··· Text shown ···

Safety: 22 device-related adverse events in 12 participants — all mild. Most common: tongue burning sensation (6 cases), tongue tingling (4 cases), tongue soreness (3 cases). Zero serious adverse events.

What This Means for TBI Patients

If you have chronic balance problems after TBI and feel you've "hit a wall" with conventional therapy:

Two‑thirds of patients improved

67.2% responder rate (SOT improvement ≥15 points). These were patients who had already stopped improving with physical therapy alone — yet TLNS produced meaningful, measurable gains.

Results were maintained

No need to use the device permanently. In the 26‑week Wisconsin trial, SOT improvements were fully sustained 12 weeks after stopping treatment (week 26: +33.8 points, p < 0.0001). Gains persist without ongoing stimulation.

··· Input data ···

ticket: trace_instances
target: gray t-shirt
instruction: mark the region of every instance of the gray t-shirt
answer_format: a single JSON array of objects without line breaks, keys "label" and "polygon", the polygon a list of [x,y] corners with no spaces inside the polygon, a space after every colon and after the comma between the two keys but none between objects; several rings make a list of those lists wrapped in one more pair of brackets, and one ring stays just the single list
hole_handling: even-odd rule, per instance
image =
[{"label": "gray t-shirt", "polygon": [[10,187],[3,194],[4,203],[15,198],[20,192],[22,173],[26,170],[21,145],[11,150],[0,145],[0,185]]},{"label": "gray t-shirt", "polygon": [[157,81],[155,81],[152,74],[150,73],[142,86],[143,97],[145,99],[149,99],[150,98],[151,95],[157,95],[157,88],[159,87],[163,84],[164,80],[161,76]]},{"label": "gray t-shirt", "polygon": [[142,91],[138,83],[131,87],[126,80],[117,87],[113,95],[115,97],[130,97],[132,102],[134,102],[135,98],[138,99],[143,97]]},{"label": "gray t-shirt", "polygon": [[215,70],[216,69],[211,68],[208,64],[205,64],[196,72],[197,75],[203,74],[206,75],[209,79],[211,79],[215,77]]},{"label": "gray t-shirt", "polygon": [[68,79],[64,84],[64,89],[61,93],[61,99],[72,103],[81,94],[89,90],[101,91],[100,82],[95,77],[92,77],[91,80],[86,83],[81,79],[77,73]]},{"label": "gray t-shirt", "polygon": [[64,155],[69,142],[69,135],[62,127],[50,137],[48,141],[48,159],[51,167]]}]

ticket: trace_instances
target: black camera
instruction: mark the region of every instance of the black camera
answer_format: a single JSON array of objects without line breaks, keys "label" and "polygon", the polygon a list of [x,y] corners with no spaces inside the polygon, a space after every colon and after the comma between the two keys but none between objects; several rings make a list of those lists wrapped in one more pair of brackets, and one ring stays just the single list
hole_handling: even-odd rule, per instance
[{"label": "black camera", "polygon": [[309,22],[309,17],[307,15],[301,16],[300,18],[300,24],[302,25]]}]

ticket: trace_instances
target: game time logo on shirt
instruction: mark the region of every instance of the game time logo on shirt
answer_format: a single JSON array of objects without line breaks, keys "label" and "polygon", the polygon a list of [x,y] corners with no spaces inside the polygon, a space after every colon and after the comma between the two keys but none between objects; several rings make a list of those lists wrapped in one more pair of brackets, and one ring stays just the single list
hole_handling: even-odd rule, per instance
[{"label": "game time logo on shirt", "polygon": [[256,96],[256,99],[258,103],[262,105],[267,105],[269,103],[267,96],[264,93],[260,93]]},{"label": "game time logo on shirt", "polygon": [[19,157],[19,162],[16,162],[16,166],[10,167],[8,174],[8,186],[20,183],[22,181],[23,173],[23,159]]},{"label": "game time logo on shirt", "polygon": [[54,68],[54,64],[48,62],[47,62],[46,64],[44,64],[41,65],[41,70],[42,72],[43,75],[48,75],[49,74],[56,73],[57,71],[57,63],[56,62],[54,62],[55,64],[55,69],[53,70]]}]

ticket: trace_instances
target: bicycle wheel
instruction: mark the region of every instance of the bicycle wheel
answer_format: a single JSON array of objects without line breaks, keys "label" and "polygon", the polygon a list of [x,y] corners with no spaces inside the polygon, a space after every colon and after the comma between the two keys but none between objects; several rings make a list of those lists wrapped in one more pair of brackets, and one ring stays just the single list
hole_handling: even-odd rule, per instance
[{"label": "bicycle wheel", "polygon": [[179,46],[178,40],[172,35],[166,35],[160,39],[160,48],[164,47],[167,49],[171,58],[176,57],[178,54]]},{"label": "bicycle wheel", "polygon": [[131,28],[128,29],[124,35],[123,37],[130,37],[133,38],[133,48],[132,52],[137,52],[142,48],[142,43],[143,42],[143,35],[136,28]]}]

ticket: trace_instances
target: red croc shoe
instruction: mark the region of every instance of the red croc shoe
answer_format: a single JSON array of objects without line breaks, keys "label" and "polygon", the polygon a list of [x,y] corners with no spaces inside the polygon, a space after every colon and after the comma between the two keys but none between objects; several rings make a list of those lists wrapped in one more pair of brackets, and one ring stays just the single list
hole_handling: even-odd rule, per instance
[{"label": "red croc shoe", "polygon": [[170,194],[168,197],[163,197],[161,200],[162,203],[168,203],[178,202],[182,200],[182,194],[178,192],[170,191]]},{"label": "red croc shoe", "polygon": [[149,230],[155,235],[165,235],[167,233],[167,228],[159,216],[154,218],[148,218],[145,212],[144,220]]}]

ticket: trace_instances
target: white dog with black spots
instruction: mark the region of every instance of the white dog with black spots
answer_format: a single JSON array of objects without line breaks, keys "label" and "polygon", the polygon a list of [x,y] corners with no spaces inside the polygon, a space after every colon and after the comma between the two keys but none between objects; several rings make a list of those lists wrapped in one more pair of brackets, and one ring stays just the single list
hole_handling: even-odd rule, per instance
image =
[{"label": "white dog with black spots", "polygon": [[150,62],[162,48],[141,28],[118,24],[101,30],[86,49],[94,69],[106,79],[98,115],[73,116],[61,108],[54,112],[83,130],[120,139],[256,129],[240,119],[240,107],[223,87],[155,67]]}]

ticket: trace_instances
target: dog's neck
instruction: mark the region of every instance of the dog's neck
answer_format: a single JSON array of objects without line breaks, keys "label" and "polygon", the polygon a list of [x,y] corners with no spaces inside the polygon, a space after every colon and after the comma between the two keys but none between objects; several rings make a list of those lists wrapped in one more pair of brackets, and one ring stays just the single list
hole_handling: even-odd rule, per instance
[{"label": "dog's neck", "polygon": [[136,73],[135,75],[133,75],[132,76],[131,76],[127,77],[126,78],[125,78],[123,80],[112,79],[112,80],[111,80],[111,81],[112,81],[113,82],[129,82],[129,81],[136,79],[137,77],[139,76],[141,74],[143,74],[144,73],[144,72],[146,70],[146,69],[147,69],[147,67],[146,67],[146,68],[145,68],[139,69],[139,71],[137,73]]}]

···

▶ What you need to do
Could you repeat the TBI balance text from "67.2% responder rate" to "without ongoing stimulation.", swapping "patients" for "participants"?

▶ Response to the task
67.2% responder rate (SOT improvement ≥15 points). These were participants who had already stopped improving with physical therapy alone — yet TLNS produced meaningful, measurable gains.

Results were maintained

No need to use the device permanently. In the 26‑week Wisconsin trial, SOT improvements were fully sustained 12 weeks after stopping treatment (week 26: +33.8 points, p < 0.0001). Gains persist without ongoing stimulation.